[Task to carry out] Copy out all of the lines below word for word, with no changes.

[Records provided]
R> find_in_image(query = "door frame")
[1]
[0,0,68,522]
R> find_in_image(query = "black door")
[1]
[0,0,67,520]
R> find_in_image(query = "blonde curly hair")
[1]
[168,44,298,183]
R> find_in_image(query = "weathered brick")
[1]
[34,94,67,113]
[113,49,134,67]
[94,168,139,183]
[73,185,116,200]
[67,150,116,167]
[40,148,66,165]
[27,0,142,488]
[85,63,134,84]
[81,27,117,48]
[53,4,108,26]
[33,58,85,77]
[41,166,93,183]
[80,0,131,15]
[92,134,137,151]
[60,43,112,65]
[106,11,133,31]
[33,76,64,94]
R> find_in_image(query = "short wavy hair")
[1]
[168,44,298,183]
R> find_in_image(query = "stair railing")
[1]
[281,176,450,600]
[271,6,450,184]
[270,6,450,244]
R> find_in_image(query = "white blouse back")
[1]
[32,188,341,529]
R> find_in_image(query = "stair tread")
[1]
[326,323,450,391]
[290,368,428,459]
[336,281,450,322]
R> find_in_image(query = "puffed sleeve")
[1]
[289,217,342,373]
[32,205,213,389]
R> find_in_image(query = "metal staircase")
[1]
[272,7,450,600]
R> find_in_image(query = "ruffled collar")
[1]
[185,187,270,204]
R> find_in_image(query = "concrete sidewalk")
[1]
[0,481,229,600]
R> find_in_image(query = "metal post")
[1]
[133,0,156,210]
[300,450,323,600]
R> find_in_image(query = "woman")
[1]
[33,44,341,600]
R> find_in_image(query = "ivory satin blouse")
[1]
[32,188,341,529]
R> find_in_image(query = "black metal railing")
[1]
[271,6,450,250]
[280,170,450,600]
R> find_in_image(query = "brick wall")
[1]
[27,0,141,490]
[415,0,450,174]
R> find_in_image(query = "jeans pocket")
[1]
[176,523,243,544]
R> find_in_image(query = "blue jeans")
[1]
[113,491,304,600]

[Task output]
R> find_in_image(query = "door frame")
[1]
[0,0,68,522]
R> find_in_image(query = "black door")
[1]
[0,0,67,520]
R> find_in_image(query = "blonde curly hair")
[1]
[168,44,298,183]
R> find_in_image(query = "weathered brick")
[1]
[34,94,67,113]
[113,49,134,67]
[94,168,139,183]
[73,185,116,200]
[67,150,116,167]
[40,148,66,165]
[27,0,142,488]
[85,63,134,84]
[81,27,117,48]
[53,4,108,26]
[33,58,85,77]
[41,166,93,183]
[80,0,131,15]
[92,134,137,151]
[60,43,112,65]
[106,11,133,31]
[33,76,64,94]
R> find_in_image(query = "short wavy hair")
[1]
[168,44,298,183]
R> find_in_image(query = "stair railing")
[1]
[281,176,450,600]
[271,6,450,184]
[270,6,450,244]
R> find_in_image(query = "white blouse back")
[1]
[32,188,341,529]
R> find_in_image(query = "stair tread")
[1]
[326,323,450,391]
[290,368,428,459]
[336,281,450,322]
R> find_in_image(query = "puffed sleeve")
[1]
[289,217,342,373]
[32,205,213,389]
R> find_in_image(query = "metal staircase")
[1]
[272,7,450,600]
R> find_in_image(query = "ruffled collar")
[1]
[185,187,270,204]
R> find_in_image(query = "concrete sidewalk")
[1]
[0,481,229,600]
R> find_in_image(query = "metal post")
[1]
[133,0,156,210]
[300,450,323,600]
R> find_in_image(query = "woman")
[1]
[33,44,341,600]
R> find_in_image(query = "ivory satin blouse")
[1]
[32,188,341,529]
R> find_in_image(query = "black metal railing")
[1]
[271,6,450,250]
[280,170,450,600]
R> find_in_image(query = "brick wall")
[1]
[27,0,141,490]
[415,0,450,174]
R> find_in_image(query = "jeans pocket")
[1]
[176,523,243,544]
R> find_in_image(query = "blue jeans")
[1]
[113,491,304,600]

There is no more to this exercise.